### Exercise task a
Set down the entries line for line, from their start through the line containing "point(5, 169)", both ends included. Leave the pictures out.

Are there any relevant transformations of one or more predictors that might improve the classification model?

Yes, I would center, scale, and use a box-cox transformation to empirically calculate the appropriate transformation for predictors.

# Center and scale the data, and apply Box-Cox transformation to predictors
transformations <- preProcess(
    Glass,
    method = c("BoxCox", "center", "scale")
)

# Display and get transformation details
transformations
Created from 214 samples and 10 variables

Pre-processing:
  - Box-Cox transformation (5)
  - centered (9)
  - ignored (1)
  - scaled (9)

Lambda estimates for Box-Cox transformation:
-2, -0.1, 0.5, 2, -1.1
box_cox_transformed_predictors <- transformations$method$BoxCox |>
    paste(collapse = ", ")
centered_scaled_predictors <- transformations$method$center |>
    paste(collapse = ", ")

### Exercise task b
In the excerpt on transforming predictors, shorten the paragraph beginning "Yes, I would center" into a brief list that keeps its main points.

### Data for processing
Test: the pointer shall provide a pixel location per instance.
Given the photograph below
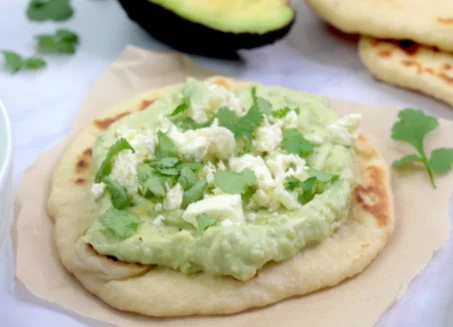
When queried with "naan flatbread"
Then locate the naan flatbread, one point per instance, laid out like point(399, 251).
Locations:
point(159, 291)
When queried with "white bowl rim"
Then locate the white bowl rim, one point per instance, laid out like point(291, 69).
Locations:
point(5, 169)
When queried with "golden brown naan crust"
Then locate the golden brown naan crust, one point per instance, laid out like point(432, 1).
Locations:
point(159, 291)
point(410, 65)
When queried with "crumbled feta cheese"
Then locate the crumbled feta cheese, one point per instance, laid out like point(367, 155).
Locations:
point(345, 130)
point(284, 165)
point(158, 220)
point(208, 172)
point(98, 189)
point(220, 207)
point(158, 207)
point(143, 142)
point(267, 138)
point(256, 164)
point(216, 96)
point(124, 170)
point(173, 198)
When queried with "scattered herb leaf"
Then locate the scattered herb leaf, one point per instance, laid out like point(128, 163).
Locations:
point(294, 142)
point(14, 62)
point(194, 193)
point(165, 147)
point(150, 181)
point(56, 10)
point(412, 127)
point(107, 165)
point(204, 222)
point(235, 183)
point(62, 41)
point(187, 178)
point(182, 107)
point(122, 223)
point(118, 194)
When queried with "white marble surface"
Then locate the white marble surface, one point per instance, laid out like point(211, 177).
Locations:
point(42, 105)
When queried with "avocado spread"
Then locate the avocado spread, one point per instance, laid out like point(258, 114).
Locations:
point(222, 180)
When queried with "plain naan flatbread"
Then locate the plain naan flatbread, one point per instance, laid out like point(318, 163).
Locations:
point(428, 22)
point(159, 291)
point(410, 65)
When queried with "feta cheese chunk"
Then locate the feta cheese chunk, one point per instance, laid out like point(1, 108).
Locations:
point(267, 138)
point(284, 165)
point(173, 198)
point(98, 189)
point(255, 163)
point(124, 170)
point(345, 130)
point(158, 221)
point(196, 144)
point(220, 207)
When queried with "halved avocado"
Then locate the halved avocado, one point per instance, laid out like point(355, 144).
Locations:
point(212, 27)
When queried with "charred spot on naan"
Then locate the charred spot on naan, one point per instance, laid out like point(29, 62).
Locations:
point(80, 181)
point(445, 20)
point(83, 161)
point(114, 260)
point(146, 103)
point(104, 123)
point(373, 195)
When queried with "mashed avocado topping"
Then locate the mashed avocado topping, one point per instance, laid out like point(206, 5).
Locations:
point(222, 180)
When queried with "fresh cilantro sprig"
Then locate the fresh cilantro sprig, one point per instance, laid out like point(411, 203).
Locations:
point(235, 183)
point(204, 222)
point(62, 41)
point(122, 223)
point(56, 10)
point(14, 62)
point(194, 193)
point(311, 186)
point(294, 142)
point(118, 194)
point(107, 165)
point(412, 128)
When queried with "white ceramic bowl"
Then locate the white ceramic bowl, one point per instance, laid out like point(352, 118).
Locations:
point(6, 158)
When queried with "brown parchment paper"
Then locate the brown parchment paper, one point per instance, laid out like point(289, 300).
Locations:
point(422, 223)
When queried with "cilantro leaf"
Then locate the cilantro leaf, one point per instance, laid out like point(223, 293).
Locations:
point(263, 105)
point(63, 41)
point(441, 160)
point(165, 166)
point(34, 63)
point(118, 194)
point(407, 159)
point(122, 223)
point(182, 107)
point(56, 10)
point(190, 123)
point(14, 62)
point(294, 142)
point(187, 178)
point(150, 181)
point(311, 186)
point(236, 183)
point(280, 113)
point(240, 126)
point(204, 222)
point(107, 165)
point(412, 127)
point(165, 147)
point(194, 193)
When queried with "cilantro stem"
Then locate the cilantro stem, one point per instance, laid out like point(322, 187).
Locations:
point(428, 168)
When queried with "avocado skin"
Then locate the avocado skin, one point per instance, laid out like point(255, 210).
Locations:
point(191, 37)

### Expected output a
Test: the pointer shall provide a pixel location per instance.
Given the photograph below
When queried with "naan flatbread"
Then locate the naan flatbread, one point per instance, laid out like point(399, 251).
Locations:
point(159, 291)
When queried with "white bowl rim"
Then locate the white bowl rim, one point per instance, laid out like point(291, 69).
Locations:
point(5, 169)

### Expected output b
Yes, transformations could help:
- Center the predictors.
- Scale them.
- Apply a Box-Cox transformation to work out the fitting transformation empirically.